- Task brief -
Copy the records below line for line, starting at the line that contains "[locate] the dreadlock" and ending after the line that contains "x=226, y=80".

- Records for this task -
[Start]

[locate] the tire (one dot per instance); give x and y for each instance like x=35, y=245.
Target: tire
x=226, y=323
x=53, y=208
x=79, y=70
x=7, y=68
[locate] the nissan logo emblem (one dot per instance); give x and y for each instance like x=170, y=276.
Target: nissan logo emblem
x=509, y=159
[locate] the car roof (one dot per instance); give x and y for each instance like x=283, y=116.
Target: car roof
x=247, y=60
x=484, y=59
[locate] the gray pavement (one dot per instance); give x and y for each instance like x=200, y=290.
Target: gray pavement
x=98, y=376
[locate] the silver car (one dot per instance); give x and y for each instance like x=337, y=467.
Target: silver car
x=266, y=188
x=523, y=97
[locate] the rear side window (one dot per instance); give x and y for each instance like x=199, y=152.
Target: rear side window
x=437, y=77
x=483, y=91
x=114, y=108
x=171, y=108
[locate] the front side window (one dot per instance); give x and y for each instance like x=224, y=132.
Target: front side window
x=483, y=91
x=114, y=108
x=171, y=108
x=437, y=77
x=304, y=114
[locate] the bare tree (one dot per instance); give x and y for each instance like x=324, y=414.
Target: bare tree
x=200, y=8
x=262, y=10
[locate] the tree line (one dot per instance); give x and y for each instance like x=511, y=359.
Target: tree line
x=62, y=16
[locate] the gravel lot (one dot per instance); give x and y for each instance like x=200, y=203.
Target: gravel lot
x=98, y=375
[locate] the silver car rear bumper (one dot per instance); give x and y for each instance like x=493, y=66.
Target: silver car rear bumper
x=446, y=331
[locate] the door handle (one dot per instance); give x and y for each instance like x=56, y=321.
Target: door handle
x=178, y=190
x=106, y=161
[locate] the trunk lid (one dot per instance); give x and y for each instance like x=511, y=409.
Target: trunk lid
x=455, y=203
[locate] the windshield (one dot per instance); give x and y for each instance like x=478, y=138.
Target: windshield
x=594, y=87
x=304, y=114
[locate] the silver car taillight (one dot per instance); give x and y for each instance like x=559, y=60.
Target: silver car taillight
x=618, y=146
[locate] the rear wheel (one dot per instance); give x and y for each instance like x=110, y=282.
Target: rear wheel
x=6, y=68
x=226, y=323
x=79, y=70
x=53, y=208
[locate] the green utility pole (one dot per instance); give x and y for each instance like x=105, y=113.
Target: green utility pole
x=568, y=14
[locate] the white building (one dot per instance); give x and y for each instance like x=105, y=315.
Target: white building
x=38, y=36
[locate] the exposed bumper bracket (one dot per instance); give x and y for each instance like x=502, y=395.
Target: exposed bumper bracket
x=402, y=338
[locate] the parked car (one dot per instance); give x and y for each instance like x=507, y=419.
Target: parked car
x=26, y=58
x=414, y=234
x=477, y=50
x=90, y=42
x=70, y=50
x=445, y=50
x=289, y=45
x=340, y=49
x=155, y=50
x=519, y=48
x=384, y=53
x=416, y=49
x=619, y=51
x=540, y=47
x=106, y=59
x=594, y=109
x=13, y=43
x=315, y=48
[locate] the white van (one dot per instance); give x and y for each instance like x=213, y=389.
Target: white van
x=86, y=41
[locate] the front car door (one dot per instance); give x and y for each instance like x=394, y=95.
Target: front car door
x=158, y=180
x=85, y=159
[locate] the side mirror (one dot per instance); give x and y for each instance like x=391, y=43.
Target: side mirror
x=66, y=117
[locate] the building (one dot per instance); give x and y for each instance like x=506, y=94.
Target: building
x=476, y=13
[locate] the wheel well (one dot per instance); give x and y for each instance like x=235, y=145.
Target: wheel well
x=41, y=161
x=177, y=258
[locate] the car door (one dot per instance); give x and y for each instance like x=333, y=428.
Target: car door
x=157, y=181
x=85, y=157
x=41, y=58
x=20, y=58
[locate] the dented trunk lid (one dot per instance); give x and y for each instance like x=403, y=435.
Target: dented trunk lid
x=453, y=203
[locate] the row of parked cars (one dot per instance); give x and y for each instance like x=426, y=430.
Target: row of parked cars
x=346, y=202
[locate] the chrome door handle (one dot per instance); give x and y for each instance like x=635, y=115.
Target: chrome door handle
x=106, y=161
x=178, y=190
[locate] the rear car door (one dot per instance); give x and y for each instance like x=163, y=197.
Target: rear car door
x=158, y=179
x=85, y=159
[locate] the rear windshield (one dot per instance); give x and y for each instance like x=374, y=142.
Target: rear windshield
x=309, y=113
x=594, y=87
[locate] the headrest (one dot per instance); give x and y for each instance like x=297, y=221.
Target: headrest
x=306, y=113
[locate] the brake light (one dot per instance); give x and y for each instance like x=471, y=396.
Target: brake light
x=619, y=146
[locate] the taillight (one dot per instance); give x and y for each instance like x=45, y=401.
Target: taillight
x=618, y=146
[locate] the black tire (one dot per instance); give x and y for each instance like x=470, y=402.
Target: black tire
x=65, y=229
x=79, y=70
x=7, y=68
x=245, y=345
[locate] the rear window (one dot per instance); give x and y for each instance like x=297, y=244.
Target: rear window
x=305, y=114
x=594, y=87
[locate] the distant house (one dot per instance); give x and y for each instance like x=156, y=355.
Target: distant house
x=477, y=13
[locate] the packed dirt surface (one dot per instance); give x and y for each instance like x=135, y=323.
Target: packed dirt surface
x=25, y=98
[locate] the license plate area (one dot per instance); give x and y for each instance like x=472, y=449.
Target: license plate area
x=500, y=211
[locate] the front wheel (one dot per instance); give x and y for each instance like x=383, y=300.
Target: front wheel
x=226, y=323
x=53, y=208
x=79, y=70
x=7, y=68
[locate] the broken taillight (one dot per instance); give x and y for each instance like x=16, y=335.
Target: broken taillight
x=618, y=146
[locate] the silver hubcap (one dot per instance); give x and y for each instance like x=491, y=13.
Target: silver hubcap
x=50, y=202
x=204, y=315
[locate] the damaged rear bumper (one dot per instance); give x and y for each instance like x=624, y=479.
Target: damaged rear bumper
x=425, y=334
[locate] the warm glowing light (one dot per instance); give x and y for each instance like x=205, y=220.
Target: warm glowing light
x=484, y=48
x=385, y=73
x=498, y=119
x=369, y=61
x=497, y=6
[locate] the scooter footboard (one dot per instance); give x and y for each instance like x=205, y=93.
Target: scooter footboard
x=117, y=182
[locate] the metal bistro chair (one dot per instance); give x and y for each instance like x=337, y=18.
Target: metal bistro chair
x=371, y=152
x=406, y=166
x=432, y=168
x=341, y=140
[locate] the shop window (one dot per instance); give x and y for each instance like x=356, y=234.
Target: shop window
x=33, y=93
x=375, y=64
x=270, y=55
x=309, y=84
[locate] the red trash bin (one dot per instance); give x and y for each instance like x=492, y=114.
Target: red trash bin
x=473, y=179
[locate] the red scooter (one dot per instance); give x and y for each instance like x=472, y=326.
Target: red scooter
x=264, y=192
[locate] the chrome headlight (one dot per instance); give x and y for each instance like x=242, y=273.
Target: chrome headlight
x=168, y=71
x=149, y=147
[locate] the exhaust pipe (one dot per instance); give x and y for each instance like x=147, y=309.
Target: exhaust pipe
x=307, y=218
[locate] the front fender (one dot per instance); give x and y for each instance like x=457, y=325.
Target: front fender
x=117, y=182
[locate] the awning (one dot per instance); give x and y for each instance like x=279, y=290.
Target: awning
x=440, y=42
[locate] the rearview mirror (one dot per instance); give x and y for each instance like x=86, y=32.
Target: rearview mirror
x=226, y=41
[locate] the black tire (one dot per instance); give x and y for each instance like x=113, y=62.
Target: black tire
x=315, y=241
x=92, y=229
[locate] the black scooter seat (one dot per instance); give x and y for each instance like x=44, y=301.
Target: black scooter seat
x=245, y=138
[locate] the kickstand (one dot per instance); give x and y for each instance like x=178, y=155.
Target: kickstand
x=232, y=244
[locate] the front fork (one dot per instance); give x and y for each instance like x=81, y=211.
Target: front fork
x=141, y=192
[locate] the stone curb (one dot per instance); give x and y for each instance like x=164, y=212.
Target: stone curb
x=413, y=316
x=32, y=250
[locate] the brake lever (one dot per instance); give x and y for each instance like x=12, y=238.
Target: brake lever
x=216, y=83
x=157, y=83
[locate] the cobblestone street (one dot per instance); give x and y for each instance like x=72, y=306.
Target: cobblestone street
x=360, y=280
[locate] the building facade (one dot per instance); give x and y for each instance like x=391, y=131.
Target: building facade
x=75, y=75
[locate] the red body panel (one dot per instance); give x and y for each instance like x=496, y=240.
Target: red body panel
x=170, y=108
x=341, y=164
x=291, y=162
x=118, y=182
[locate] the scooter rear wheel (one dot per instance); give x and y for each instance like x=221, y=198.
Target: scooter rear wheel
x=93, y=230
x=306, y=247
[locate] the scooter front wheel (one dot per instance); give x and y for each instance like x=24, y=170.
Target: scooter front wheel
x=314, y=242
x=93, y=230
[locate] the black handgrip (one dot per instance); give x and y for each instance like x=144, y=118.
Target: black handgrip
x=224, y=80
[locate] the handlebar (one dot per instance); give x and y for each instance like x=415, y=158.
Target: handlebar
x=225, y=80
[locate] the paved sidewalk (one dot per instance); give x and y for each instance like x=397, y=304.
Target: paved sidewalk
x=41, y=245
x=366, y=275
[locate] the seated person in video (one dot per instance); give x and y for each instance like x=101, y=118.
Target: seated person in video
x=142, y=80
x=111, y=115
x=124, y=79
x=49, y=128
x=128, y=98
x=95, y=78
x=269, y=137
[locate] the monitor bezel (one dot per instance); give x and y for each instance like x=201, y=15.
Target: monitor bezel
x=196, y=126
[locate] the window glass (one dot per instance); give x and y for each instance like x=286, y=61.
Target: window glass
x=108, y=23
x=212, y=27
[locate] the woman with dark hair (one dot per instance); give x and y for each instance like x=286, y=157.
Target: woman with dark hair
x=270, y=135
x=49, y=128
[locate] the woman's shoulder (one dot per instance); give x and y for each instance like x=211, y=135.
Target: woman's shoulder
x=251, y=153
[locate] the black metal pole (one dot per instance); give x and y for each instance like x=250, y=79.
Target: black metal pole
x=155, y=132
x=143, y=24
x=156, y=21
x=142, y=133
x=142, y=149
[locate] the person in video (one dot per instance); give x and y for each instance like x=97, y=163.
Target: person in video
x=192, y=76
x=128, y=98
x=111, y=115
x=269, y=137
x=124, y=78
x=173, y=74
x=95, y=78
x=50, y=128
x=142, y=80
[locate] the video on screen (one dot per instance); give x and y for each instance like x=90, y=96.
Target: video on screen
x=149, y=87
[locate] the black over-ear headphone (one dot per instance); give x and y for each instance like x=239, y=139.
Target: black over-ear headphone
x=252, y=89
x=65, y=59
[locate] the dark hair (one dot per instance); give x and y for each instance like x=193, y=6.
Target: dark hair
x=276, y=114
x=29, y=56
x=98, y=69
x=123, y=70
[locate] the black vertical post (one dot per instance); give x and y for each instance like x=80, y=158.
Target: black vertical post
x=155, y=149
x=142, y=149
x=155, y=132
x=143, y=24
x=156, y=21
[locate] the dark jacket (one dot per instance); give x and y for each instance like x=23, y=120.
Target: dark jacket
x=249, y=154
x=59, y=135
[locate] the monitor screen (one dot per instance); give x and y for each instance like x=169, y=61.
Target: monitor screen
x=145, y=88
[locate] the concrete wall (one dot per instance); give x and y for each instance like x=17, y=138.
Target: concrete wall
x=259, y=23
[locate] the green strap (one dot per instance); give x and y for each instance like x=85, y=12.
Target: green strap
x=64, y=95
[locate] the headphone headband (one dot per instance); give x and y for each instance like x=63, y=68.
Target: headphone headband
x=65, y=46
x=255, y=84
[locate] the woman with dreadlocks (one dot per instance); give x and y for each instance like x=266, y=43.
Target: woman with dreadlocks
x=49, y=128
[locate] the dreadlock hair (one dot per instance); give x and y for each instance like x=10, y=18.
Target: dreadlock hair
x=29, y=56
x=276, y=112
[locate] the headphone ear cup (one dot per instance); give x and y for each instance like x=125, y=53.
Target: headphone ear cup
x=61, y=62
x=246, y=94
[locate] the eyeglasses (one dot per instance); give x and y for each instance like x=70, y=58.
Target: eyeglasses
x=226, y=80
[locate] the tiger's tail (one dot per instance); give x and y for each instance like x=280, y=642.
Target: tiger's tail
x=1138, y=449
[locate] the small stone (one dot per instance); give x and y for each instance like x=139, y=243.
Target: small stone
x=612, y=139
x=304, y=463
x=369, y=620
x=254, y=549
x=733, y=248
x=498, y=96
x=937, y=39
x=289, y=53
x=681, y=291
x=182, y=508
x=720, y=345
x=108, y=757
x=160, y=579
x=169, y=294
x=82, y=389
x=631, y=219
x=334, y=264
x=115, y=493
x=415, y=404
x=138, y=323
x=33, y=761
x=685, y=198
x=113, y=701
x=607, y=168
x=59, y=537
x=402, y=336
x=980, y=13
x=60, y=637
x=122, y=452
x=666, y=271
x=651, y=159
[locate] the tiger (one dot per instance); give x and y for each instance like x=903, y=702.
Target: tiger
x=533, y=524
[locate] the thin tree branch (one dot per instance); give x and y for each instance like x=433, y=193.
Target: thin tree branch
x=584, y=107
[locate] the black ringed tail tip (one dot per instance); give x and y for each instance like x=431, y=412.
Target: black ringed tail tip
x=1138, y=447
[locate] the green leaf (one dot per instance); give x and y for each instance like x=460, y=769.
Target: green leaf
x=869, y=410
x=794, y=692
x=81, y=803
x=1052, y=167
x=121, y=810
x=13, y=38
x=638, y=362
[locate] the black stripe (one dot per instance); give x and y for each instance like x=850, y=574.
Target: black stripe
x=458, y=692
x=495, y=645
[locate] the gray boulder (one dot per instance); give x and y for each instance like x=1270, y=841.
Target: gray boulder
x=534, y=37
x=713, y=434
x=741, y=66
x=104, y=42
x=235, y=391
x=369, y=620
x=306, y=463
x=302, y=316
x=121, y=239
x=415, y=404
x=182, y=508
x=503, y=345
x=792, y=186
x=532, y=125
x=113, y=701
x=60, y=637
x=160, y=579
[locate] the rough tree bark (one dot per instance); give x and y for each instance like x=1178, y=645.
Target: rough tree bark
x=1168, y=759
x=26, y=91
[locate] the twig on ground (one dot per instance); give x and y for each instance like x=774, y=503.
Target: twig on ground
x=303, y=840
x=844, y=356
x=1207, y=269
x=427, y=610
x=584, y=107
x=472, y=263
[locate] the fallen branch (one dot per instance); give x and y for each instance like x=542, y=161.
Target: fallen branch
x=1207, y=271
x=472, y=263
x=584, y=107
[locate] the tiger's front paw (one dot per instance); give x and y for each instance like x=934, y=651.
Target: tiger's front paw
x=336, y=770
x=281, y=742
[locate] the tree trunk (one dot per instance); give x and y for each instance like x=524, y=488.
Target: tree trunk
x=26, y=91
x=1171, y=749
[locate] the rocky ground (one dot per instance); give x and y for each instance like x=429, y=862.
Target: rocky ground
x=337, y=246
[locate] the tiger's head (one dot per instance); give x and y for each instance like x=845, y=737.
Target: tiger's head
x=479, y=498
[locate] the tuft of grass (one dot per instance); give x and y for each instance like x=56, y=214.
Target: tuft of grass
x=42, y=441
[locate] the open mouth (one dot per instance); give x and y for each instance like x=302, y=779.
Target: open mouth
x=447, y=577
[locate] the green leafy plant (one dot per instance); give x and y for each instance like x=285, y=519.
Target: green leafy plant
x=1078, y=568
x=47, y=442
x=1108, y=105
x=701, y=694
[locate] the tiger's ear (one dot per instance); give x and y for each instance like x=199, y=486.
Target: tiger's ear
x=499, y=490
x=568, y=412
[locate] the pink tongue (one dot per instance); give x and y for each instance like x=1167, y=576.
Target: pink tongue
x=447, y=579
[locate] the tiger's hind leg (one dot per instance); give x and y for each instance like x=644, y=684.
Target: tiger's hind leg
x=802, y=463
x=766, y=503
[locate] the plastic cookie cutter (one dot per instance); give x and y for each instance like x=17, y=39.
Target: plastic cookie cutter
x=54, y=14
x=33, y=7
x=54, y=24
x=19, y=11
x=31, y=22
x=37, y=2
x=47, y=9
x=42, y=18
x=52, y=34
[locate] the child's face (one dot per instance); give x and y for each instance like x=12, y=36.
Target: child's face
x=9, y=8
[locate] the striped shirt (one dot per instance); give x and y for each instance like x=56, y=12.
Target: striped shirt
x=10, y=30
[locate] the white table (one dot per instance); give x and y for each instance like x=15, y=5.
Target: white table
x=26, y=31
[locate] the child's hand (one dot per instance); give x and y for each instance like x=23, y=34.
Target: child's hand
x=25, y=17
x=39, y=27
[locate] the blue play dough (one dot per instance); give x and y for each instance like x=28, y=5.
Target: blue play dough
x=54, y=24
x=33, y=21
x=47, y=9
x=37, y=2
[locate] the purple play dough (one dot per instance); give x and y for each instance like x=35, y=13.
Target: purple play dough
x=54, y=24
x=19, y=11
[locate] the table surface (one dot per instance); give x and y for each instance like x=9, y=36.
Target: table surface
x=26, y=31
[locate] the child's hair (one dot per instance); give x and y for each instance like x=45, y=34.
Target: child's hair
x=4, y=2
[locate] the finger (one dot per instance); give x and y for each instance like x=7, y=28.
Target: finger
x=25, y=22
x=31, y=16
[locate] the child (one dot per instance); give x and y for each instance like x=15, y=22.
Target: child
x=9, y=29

[End]

- Result for this exercise -
[locate] the dreadlock hair (one dot per instance); give x and y for each instance like x=10, y=18.
Target: dreadlock hair
x=29, y=56
x=276, y=112
[locate] the headphone ear cup (one dot per instance); give x and y for each instance like x=125, y=53.
Target: headphone ear cup
x=61, y=62
x=246, y=94
[locate] the eyeglasses (one dot per instance); give x and y for each instance like x=70, y=58.
Target: eyeglasses
x=226, y=80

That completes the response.